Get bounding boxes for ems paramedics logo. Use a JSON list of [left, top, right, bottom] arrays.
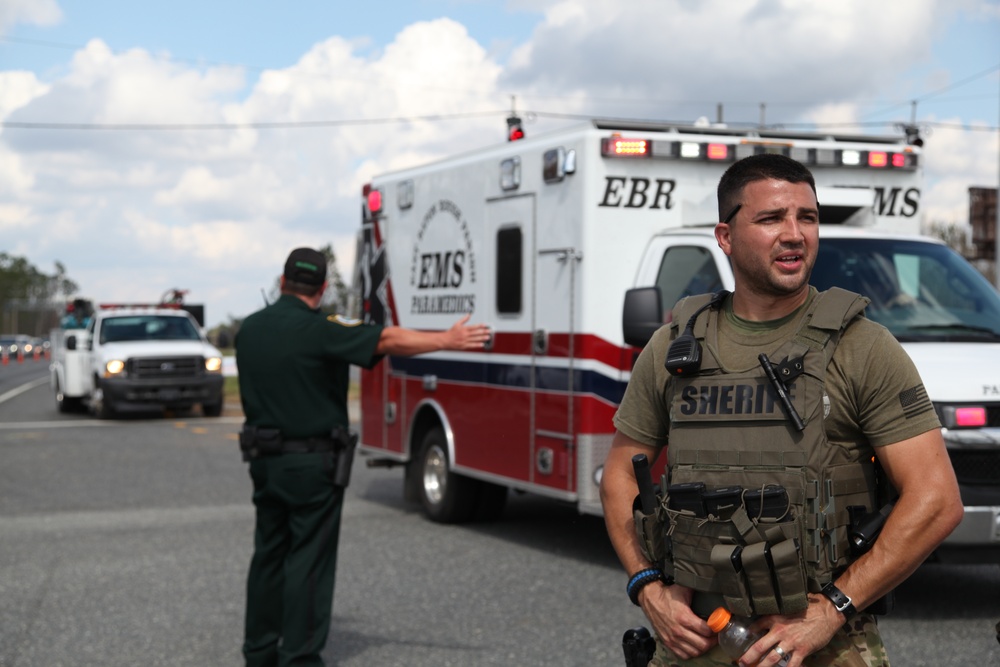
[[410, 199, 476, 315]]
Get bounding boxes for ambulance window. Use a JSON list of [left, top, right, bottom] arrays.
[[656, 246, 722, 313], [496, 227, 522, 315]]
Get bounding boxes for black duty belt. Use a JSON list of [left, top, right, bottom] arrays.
▬▬▬
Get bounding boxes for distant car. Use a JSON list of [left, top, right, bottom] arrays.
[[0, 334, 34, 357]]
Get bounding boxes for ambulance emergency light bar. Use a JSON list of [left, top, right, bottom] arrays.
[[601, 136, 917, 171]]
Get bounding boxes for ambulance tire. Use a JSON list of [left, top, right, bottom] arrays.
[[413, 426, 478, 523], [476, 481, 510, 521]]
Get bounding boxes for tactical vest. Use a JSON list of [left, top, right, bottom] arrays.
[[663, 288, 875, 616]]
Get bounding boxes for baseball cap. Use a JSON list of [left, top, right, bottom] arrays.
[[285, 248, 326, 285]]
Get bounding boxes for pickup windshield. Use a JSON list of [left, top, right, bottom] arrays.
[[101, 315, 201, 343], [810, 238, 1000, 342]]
▬▬▬
#### Work to be completed:
Write out the lines running from the line containing "Get bounding boxes for pickup" through the line containing "[[101, 315, 201, 343], [810, 238, 1000, 342]]", both included, reproducing each one character for character.

#### Output of the exercise:
Get bounding boxes for pickup windshield. Use a JSON list of [left, top, right, bottom] arrays.
[[101, 315, 201, 343], [810, 238, 1000, 342]]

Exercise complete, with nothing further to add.